Print the listing below exactly, minus its pictures.

##########

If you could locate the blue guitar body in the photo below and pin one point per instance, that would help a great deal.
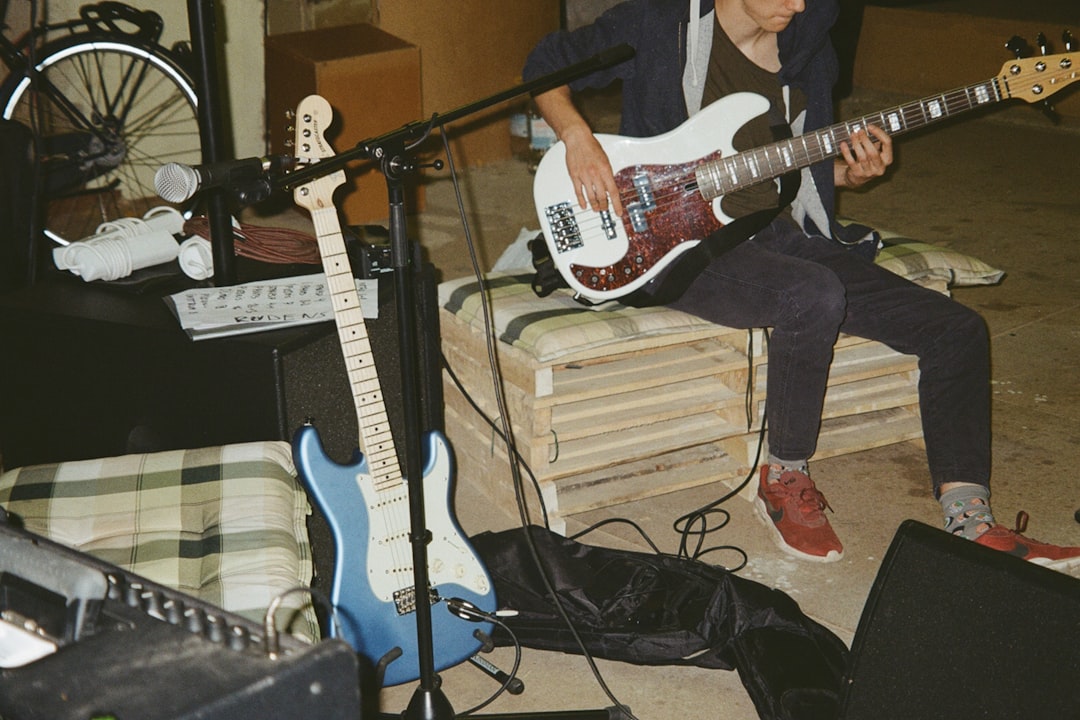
(373, 587)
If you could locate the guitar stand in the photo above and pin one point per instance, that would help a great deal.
(390, 151)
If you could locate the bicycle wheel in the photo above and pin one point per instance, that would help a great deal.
(108, 112)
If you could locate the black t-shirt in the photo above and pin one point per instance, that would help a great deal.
(730, 71)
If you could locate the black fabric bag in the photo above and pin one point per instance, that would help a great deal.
(662, 610)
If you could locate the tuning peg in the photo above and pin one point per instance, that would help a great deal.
(1040, 40)
(1018, 46)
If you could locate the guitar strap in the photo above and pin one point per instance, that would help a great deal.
(670, 285)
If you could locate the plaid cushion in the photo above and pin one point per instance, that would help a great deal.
(226, 525)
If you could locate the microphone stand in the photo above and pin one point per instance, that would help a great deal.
(202, 21)
(390, 150)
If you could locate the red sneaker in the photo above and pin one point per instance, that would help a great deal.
(1016, 544)
(794, 508)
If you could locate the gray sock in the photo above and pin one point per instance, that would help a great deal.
(778, 466)
(967, 511)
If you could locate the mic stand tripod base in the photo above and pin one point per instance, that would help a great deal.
(429, 703)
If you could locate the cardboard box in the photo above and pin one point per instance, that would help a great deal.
(370, 78)
(471, 50)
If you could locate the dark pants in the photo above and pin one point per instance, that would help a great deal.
(810, 289)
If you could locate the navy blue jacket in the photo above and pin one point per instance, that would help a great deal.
(652, 99)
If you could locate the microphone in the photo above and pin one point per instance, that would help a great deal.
(176, 182)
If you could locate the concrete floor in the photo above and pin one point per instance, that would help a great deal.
(997, 185)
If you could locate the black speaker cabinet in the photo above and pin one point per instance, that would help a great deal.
(89, 371)
(953, 629)
(107, 643)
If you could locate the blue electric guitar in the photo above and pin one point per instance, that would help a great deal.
(366, 503)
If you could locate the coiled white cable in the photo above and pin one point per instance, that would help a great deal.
(120, 247)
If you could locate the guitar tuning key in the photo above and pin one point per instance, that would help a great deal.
(1040, 40)
(1018, 46)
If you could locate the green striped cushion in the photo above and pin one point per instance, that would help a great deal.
(556, 325)
(226, 525)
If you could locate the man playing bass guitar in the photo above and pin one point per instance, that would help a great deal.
(798, 273)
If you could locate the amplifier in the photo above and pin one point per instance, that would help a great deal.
(82, 639)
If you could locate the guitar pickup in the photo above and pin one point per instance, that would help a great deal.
(645, 202)
(566, 235)
(405, 599)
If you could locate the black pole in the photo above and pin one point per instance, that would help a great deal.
(201, 21)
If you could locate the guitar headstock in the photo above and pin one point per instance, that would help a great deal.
(313, 116)
(1035, 79)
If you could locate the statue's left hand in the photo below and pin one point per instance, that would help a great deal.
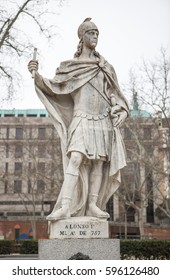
(118, 116)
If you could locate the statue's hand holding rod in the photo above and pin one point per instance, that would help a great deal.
(33, 64)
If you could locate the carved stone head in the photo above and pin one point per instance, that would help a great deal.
(86, 26)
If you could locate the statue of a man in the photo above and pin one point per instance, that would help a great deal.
(87, 108)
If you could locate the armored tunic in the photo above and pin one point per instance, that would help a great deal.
(91, 130)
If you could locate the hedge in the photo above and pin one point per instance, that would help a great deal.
(129, 249)
(145, 249)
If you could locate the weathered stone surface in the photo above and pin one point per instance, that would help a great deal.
(64, 249)
(79, 227)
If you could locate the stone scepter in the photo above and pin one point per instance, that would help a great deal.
(34, 59)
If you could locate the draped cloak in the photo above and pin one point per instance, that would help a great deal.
(55, 94)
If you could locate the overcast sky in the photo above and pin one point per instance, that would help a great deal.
(130, 30)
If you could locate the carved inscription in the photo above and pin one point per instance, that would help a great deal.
(80, 229)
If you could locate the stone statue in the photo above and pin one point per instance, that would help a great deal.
(87, 108)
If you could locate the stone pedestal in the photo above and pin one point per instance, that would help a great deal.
(79, 227)
(86, 236)
(64, 249)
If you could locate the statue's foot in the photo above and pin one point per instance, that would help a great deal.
(94, 211)
(59, 214)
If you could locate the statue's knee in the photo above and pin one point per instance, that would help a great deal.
(74, 164)
(76, 159)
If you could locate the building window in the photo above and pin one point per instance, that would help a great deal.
(41, 151)
(130, 214)
(147, 133)
(7, 150)
(41, 168)
(6, 186)
(19, 133)
(40, 186)
(127, 133)
(18, 168)
(7, 133)
(41, 133)
(6, 168)
(17, 186)
(18, 151)
(29, 186)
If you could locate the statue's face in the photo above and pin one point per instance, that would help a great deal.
(90, 38)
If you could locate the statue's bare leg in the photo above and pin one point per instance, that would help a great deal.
(70, 181)
(95, 182)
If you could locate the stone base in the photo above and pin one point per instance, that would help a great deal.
(64, 249)
(79, 227)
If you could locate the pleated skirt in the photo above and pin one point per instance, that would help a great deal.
(93, 138)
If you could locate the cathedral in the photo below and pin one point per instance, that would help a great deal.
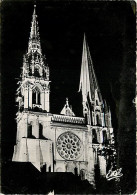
(60, 142)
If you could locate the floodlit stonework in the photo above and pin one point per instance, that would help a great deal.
(60, 142)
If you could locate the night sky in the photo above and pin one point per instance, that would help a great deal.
(110, 29)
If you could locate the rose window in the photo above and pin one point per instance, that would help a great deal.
(69, 146)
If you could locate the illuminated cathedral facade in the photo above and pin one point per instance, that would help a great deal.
(60, 142)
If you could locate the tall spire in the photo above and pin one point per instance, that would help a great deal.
(88, 80)
(34, 40)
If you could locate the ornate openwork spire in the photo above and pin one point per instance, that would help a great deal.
(67, 110)
(34, 40)
(88, 80)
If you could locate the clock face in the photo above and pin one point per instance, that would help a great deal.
(69, 146)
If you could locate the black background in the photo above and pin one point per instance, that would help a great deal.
(110, 29)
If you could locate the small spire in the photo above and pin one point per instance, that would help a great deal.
(34, 40)
(67, 109)
(67, 102)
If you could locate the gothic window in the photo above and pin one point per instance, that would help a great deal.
(40, 130)
(69, 146)
(76, 171)
(49, 168)
(94, 136)
(104, 137)
(82, 174)
(36, 72)
(44, 168)
(29, 130)
(97, 119)
(36, 96)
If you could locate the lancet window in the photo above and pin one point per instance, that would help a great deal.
(36, 96)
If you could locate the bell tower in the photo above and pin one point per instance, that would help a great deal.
(33, 115)
(34, 88)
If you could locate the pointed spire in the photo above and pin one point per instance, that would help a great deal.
(34, 40)
(88, 80)
(67, 109)
(34, 27)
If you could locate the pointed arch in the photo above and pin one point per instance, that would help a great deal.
(29, 131)
(97, 119)
(36, 95)
(104, 136)
(94, 136)
(40, 130)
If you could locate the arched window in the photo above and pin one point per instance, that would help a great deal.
(29, 130)
(49, 168)
(104, 137)
(82, 174)
(40, 130)
(94, 136)
(36, 72)
(36, 99)
(38, 94)
(76, 171)
(44, 168)
(97, 119)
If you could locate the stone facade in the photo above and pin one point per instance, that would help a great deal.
(60, 142)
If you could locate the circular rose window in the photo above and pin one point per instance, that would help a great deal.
(69, 146)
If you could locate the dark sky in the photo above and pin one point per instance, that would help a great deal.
(110, 31)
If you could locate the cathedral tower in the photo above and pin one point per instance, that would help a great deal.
(33, 99)
(60, 142)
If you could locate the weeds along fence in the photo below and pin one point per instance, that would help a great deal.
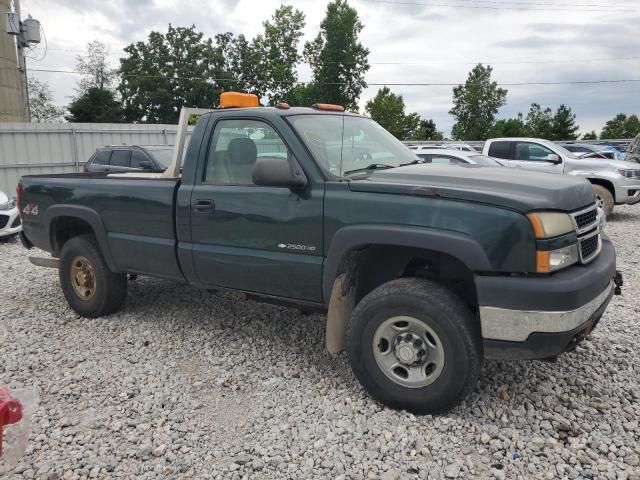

##########

Exercise answer:
If you could locate the blue guitar body in the photo below and pin one point per instance, that would help a great deal.
(373, 587)
If you could locate the guitar stand in the photo above and pin one point per instance, that would help a great deal.
(390, 151)
If you could locate the bicycle wheel in the photo above and pin one point per instance, that would help a great deal.
(108, 112)
If you could locate the black t-shirt in the photo above and pin one point per instance, that would help a great deal.
(730, 71)
If you could locate the black fabric bag in the photo above and pin one point per instance, that would help a great deal.
(662, 610)
If you could locate the tuning peg in the photo above and pin one point per instance, that would help a great deal.
(1040, 40)
(1018, 46)
If you could locate the guitar strap in the photo above and pin one point per instance, that would help a great deal.
(670, 285)
If you could locate the plaid cushion in the photo above and pin one point per instance, that would help a great deal.
(226, 525)
If you could locate the microphone stand in the photo above and pin one point per instance, that would help a great deal.
(202, 21)
(390, 150)
If you could locate the red sneaker in the photo above and pin one point per instance, that would help a great deal.
(1016, 544)
(794, 508)
If you could locate the gray sock in the photo above and pin one point per instance, that would help a great deal.
(778, 466)
(967, 511)
If you could locate the mic stand tripod base in the photo above and pin one point per instance, that would help a great deal.
(429, 703)
If you could locate the cardboard box in the photo above and pin one point per instance, that would help a great deal.
(370, 78)
(471, 50)
If you could locate the dark pants in the photo above and pin one point per instance, that would help a great deal.
(810, 289)
If you could locate the navy blue jacket in the photo above and pin one point per instance, that would help a great deal.
(652, 99)
If you could locate the microphone in the photo above and pin one point per instance, that would help a great deal.
(176, 182)
If you could locate the concrete floor in the photo above and pin one point per instance, that would help a great deal.
(997, 185)
If you could locate the black speaker cabinet in the photo above and pin one point per instance, that would help a great deal.
(89, 371)
(953, 629)
(107, 643)
If you could locate the blue electric guitar in the photo above and pin one point per instance, that would help a great deal.
(366, 503)
If you could locate the coiled white cable in the photo above and pin one point per instance, that would help a great deal.
(120, 247)
If you could locate the guitar tuning key in the photo above and pin one point per instance, that would help a great deal.
(1040, 40)
(1018, 46)
If you could locate the green striped cushion in the photo above and pin one point per instance, that would help a great deal.
(556, 325)
(226, 525)
If you could locate the man playing bass guitar in the photo above and pin one point per instance, that would help a great deal.
(798, 273)
If you could locate the amplifier in the photo above and pin one point per instance, that would help a great deal.
(82, 639)
If you could locate the guitar pickup in the photo above and pin one point per instance, that would help a great deal.
(645, 202)
(566, 235)
(405, 599)
If you could locate the black pole in the photo above and pin one point per instance, that would help a great deal.
(201, 21)
If you could locate the guitar headstock in the photo above and pin one point per instance, that would help a great deal.
(313, 116)
(1035, 79)
If you could locate the statue's left hand in the photo below and pin one point per instance, that would help a great deal.
(118, 116)
If you could locate the statue's hand holding rod in the photo above and pin one point per instance, that would help a great deal.
(33, 64)
If you could locate the carved stone head in the photo above and pin one point per instance, that would help a great deal.
(86, 26)
If you could locate the statue of a man in the photo above and pin one point per instance, that would help a great deal.
(87, 108)
If you could locate the armored tunic in the photo above and pin one point per instance, that would help a great deal.
(91, 130)
If you could locate the hedge in the photo above and pin one point per instance, that would help a great deal.
(129, 249)
(145, 249)
If you could locate the weathered stone surface in the photo above and pin one point per instance, that would help a great deal.
(64, 249)
(79, 227)
If you could locate the stone scepter in the photo above and pin one point per instance, that would help a great deal.
(34, 59)
If you could locate the draped cloak in the photo above and pin one point per instance, that would help a great deal.
(55, 94)
If you could locate the overcast sky in the photo above and pin one point per instance, that would help a great deal.
(130, 30)
If you could locate the carved inscription in the photo above and pin one point per instance, that would help a great deal.
(80, 229)
If you could locate the stone statue in the photo above and pin one point per instance, that would help a great deal.
(87, 108)
If you could locate the stone pedestal in the photo above and pin one point per instance, that would help a great deal.
(79, 227)
(86, 236)
(64, 249)
If you could locate the statue's foot in the photo above and pin one point per instance, that would help a great deal.
(94, 211)
(59, 214)
If you could locate the statue's knee in the photo above and pin one point per instance, that would help a great deal.
(74, 164)
(76, 159)
If you could locate the building window in the photo above and pin one point per instance, that would help a great deal.
(41, 151)
(130, 214)
(147, 133)
(7, 150)
(41, 168)
(6, 186)
(19, 133)
(40, 186)
(127, 133)
(18, 168)
(7, 133)
(41, 133)
(6, 168)
(17, 186)
(18, 151)
(29, 186)
If you could locate the statue's face in the photo above and pin one point per instance, that would help a great deal.
(90, 38)
If you could locate the statue's bare leg in the photo above and pin one point per instance, that would help a great deal.
(70, 181)
(95, 182)
If you could locate the stone base in the photo above and pin one point per instance, that would help a great deal.
(64, 249)
(79, 227)
If you could locate the pleated skirt in the photo above and pin one point per instance, that would help a great deal.
(93, 138)
If you could locate the cathedral in the photo below and pin one point per instance, that would help a great deal.
(60, 142)
If you could locate the floodlit stonework in the photo above and pin one point per instance, that would help a great deal.
(60, 142)
If you could locate the night sky in the photo above and pin one point per instance, that would help a great deal.
(110, 29)
If you could locate the rose window in the photo above and pin one point per instance, that would help a great deal.
(69, 146)
If you could locate the illuminated cathedral facade in the photo above and pin one point per instance, that would help a great deal.
(60, 142)
If you could locate the tall spire in the photo above and pin one point per instance, that would help a great deal.
(88, 80)
(34, 40)
If you could locate the ornate openwork spire in the photo above and pin one point per instance, that would help a great deal.
(67, 110)
(34, 40)
(88, 80)
If you could locate the clock face in the photo above and pin one point per instance, that would help a great deal.
(69, 146)
If you could locate the black background in the photo above and pin one point per instance, that would help a great deal.
(110, 29)
If you could locate the small spire in the photo above and pin one point per instance, that would help a great deal.
(34, 40)
(67, 109)
(67, 102)
If you could locate the gothic window in the photo above and pin one point per instance, that would help a great deal.
(40, 130)
(69, 146)
(76, 171)
(49, 168)
(94, 136)
(104, 137)
(82, 174)
(36, 72)
(44, 168)
(29, 130)
(97, 119)
(36, 96)
If you could locate the lancet window in the photo above and pin one point per instance, that would help a great deal.
(36, 96)
If you could locate the bell tower in the photo above and pin one point per instance, that would help a great deal.
(33, 115)
(34, 88)
If you could locate the pointed spire in the photo above and pin one point per instance, that would help a great deal.
(34, 40)
(88, 80)
(67, 109)
(34, 27)
If you could locate the pointed arch in the photo above and pin one point per instance, that would help a great deal.
(29, 131)
(97, 119)
(36, 95)
(104, 136)
(94, 136)
(40, 130)
If you could locate the arched window in the photo above and pin one point per instance, that would help a great deal.
(29, 130)
(49, 168)
(104, 137)
(82, 174)
(40, 130)
(94, 136)
(36, 72)
(36, 99)
(38, 94)
(76, 171)
(44, 168)
(97, 119)
If you could locate the stone facade in the photo above and pin one point per instance, that would help a great deal.
(60, 142)
If you could locate the circular rose window in the photo above and pin one point per instance, that would help a great deal.
(69, 146)
If you could locate the dark sky in the photo above and pin one point per instance, that would help a great deal.
(110, 31)
If you could locate the cathedral tower in the photo above and pin one point per instance, that would help a great deal.
(33, 99)
(60, 142)
If you could locate the weeds along fence in the photo below and pin one point per instance, that would help a great deal.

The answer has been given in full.